*What to work on*
1 – According to the WibblyWobbly documentation, what does the matching function return by default?
2 – Reproduce the part of the WibblyWobbly documentation starting at "### Match data" and ending at "a similarity score.", with "catalog" changed to "reference list" throughout.

*Passage to read*
# WibblyWobbly

### Match data to a catalog

Import wibblywobbly and load your data and catalog as list.

In [1]:
import wibblywobbly as ww

catalog = ["Mouse", "Cat", "Dog", "Human"]
data = ["mice",  "CAT ", "doggo", "PERSON", 999]

WibblyWobbly compares the data to the catalog and returns the most likely options and a similarity score. 
If it cannot find a good match it will return the original data. By default it returns a pandas dataframe.

WibblyWobbly automaticaly accepts the catalog options that have a higher similarity score than `thr_accept` and rejects those that have a lower score than `thr_reject`. This treshold values can be adjusted depending in the data quality. It ignores non-string values.

In [2]:
ww.map_list_to_catalog(data, catalog, thr_accept=95, thr_reject=40)

Unnamed: 0,Data,Option1,Score1,Option2,Score2,Option3,Score3
0,CAT,Cat,100,,,,
1,doggo,Dog,90,Mouse,20.0,Human,0.0
2,mice,Mouse,44,Cat,29.0,Human,22.0
3,PERSON,PERSON,0,,,,
4,999,999,0,,,,


WibblyWobbly can also return a dictionary with the best options.

In [3]:
ww.map_list_to_catalog(data, catalog, output_format="dictionary")

{'PERSON': 'PERSON', 999: 999, 'CAT ': 'Cat', 'doggo': 'Dog', 'mice': 'mice'}

It is possible set a `reject_value`.

In [4]:
ww.map_list_to_catalog(data, catalog, output_format="dictionary", reject_value='Other')

{'PERSON': 'Other', 999: 999, 'CAT ': 'Cat', 'doggo': 'Dog', 'mice': 'Other'}

WibblyWobbly can also raise warnings of the suspicious values to facilitate visual inspection.

In [5]:
ww.map_list_to_catalog(data, catalog, output_format="dictionary", 
                       thr_accept=95, thr_reject=40,  warnings=True)

REJECT: PERSON
	Options: Dog (30), Human (18), Mouse (18)
WOBBLY: doggo
	Options: Dog (90), Mouse (20), Human (0)

*Supplied material*
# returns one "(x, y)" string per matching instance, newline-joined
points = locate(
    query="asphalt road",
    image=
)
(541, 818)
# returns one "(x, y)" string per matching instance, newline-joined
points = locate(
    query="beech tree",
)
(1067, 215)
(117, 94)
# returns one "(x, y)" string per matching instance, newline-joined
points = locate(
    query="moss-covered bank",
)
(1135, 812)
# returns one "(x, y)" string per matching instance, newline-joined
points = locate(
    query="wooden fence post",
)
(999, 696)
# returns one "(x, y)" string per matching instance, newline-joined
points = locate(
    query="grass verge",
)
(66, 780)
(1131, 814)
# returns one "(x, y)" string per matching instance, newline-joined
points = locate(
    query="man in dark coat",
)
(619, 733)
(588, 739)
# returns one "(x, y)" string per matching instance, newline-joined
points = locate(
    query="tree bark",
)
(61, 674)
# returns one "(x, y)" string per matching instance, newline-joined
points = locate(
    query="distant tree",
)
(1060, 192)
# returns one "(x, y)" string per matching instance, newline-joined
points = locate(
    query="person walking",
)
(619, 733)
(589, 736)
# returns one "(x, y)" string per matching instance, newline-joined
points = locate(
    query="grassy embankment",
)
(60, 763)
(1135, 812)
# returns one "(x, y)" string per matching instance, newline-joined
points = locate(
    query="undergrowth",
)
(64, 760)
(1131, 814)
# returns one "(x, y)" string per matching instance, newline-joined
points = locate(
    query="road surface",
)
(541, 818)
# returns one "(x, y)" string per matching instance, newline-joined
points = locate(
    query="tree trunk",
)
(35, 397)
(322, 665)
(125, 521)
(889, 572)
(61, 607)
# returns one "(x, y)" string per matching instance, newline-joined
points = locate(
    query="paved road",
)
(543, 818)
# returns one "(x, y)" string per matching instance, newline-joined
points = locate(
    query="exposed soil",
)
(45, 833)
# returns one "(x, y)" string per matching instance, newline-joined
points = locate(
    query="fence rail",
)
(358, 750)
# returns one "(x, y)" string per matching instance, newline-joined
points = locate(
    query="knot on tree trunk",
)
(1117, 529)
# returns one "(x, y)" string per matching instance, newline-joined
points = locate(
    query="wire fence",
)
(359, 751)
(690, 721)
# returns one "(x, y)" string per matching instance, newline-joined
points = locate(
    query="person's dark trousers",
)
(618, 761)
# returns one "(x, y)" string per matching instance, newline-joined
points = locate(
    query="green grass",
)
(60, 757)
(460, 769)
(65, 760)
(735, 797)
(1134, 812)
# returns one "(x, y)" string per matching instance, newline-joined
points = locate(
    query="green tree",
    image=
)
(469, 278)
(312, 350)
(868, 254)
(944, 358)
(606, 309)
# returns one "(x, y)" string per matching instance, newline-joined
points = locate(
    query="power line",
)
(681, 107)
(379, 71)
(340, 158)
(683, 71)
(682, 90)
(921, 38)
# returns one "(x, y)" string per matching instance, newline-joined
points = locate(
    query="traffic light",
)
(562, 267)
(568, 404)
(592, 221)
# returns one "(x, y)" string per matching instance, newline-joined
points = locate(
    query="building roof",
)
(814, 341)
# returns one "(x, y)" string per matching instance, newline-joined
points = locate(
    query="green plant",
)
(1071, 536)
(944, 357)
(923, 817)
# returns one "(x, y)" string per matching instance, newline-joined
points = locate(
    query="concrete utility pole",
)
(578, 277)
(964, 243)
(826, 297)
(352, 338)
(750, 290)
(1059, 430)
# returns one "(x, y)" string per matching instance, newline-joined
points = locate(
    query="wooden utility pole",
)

*Solutions in order*
1 – A pandas dataframe.

2 –
### Match data to a reference list

Import wibblywobbly and load your data and reference list as list.

In [1]:
import wibblywobbly as ww

reference list = ["Mouse", "Cat", "Dog", "Human"]
data = ["mice",  "CAT ", "doggo", "PERSON", 999]

WibblyWobbly compares the data to the reference list and returns the most likely options and a similarity score.